**Work to complete**
Word for word, restate the entries below, but exclude the images.

**Exercise input**
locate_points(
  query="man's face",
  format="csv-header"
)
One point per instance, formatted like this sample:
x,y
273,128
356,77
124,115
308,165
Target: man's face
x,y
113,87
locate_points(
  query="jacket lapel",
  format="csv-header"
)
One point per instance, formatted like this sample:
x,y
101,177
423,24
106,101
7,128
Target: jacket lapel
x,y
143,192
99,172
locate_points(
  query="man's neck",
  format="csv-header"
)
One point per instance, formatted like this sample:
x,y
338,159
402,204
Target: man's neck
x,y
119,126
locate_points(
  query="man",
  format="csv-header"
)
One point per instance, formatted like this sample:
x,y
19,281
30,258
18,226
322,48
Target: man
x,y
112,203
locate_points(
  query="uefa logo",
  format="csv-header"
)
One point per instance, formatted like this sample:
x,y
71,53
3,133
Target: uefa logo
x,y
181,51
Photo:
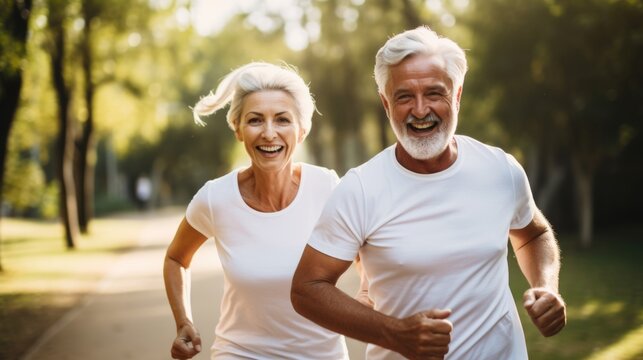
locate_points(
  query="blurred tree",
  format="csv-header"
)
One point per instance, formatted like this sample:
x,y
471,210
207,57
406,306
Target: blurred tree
x,y
65,143
95,13
564,78
14,19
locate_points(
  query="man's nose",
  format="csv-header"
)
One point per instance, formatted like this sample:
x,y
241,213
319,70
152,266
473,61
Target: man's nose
x,y
420,108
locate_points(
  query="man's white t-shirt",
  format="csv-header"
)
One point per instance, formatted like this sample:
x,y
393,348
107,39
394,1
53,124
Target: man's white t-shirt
x,y
436,241
259,253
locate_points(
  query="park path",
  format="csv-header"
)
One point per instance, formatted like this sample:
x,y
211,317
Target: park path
x,y
128,316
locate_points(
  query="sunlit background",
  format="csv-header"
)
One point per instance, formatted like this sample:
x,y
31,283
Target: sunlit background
x,y
95,112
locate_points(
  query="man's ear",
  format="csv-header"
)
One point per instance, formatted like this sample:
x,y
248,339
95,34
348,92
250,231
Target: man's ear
x,y
385,104
457,98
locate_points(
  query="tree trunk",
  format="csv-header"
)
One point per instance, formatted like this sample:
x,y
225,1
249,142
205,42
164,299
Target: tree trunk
x,y
584,203
411,15
15,28
86,146
65,144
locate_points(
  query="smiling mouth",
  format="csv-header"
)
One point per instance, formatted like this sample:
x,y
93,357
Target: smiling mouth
x,y
423,126
270,149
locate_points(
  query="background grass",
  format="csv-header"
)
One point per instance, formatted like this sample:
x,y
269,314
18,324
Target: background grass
x,y
603,287
42,280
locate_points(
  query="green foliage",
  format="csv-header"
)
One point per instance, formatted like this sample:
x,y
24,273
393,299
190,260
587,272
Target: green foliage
x,y
24,184
604,305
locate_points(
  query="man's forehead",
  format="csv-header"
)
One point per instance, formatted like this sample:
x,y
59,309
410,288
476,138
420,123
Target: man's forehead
x,y
420,67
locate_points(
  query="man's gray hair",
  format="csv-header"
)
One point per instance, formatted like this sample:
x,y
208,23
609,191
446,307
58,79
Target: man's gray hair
x,y
253,77
420,40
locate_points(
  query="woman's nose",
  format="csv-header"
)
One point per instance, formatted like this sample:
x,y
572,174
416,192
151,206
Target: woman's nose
x,y
269,132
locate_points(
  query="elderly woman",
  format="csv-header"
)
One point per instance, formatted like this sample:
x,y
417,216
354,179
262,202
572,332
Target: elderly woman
x,y
261,218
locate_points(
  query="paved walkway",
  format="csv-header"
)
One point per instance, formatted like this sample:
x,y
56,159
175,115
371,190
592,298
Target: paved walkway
x,y
128,317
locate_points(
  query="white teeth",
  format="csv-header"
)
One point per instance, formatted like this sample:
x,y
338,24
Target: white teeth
x,y
272,148
423,125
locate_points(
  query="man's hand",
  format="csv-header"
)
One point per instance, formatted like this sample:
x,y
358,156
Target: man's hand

**Result of the task**
locate_points(
  query="man's face",
  format="csv-header"
)
One point per instance, formatted like this sample:
x,y
273,128
356,77
124,115
308,165
Target: man's face
x,y
113,87
locate_points(
  query="jacket lapel",
  format="csv-header"
)
One point per instance, formatted like this sample:
x,y
101,177
423,24
106,101
7,128
Target: jacket lapel
x,y
143,192
99,172
locate_points(
  query="man's neck",
  format="csv-header"
)
One point per instance, formatted like this sample:
x,y
338,159
402,204
Target: man's neck
x,y
119,126
locate_points(
  query="man",
  format="csv-header"
)
One point per instance, formatted like this sample:
x,y
19,281
30,258
18,226
322,48
Target: man
x,y
112,203
locate_points(
  query="uefa logo",
  format="csv-header"
)
One point per instance, formatted like this sample:
x,y
71,53
3,133
Target: uefa logo
x,y
181,51
Photo:
locate_points(
  query="blurred tree",
  format="csv-header"
)
One point per instance, formatted like this sample:
x,y
471,210
207,57
406,306
Target: blurred tree
x,y
65,143
95,13
564,78
14,19
locate_points(
  query="man's nose",
  format="csv-header"
)
One point per instance, formatted like this sample:
x,y
241,213
319,70
152,266
473,61
Target: man's nose
x,y
420,108
locate_points(
  query="man's white t-shirt",
  format="csv-header"
)
One point per instance, formatted like this sample:
x,y
393,348
107,39
394,1
53,124
Target: man's white t-shirt
x,y
436,241
259,253
locate_points(
  query="park path",
  format="csv-header"
)
One point per instance, formatted like this sample:
x,y
211,317
Target: park path
x,y
128,316
locate_points(
  query="sunlit background",
  format="csv-header"
)
One point per instance, formatted like this sample:
x,y
31,283
Target: sunlit background
x,y
95,112
locate_points(
  query="man's ear",
  format="csv-header"
)
One point per instance, formatted like this sample:
x,y
248,339
95,34
348,92
250,231
Target: man's ear
x,y
385,104
457,98
locate_points(
  query="tree trunk",
  format="csv-header"
)
One point per instance, formatted like this sample:
x,y
225,1
249,142
205,42
164,299
Target: tree trunk
x,y
584,203
411,15
15,28
86,146
65,144
locate_points(
  query="smiling mouth",
  format="csv-header"
)
One point per instance, formatted like this sample:
x,y
93,357
Target: smiling mouth
x,y
423,126
270,149
locate_points(
  query="background grass",
  format="csv-header"
)
One point per instance, formatted like this sample:
x,y
269,314
18,324
Target: background grass
x,y
603,287
42,280
locate_points(
  query="green foliage",
  format="csv-header"
)
One point per instance, formatted like this sample:
x,y
24,273
393,299
190,260
587,272
Target: green foliage
x,y
24,184
604,305
locate_points(
  query="man's forehead",
  format="csv-header"
)
One point per instance, formatted like this sample:
x,y
59,309
410,288
476,138
420,123
Target: man's forehead
x,y
420,67
locate_points(
  query="man's gray hair",
  format="csv-header"
)
One point per instance, formatted like this sample:
x,y
208,23
609,191
446,307
58,79
Target: man's gray hair
x,y
253,77
420,40
locate_points(
  query="woman's nose",
  format="csv-header"
)
One point per instance, formatted like this sample:
x,y
572,174
416,192
151,206
Target: woman's nose
x,y
269,132
locate_points(
  query="elderly woman",
  format="csv-header"
)
One point per instance, formatted like this sample:
x,y
417,216
354,179
262,202
572,332
Target: elderly woman
x,y
261,218
locate_points(
  query="paved walkway",
  format="csv-header"
)
One point per instance, formatted like this sample:
x,y
56,159
175,115
371,190
592,298
Target: paved walkway
x,y
128,317
locate_points(
  query="white teeth",
  format="csv-header"
)
One point per instance, formatted like this sample:
x,y
338,24
Target: white teeth
x,y
272,148
423,125
locate_points(
  query="man's hand",
  format="csv-header"
)
One point per instance, formatted like this sample:
x,y
358,156
Target: man's hand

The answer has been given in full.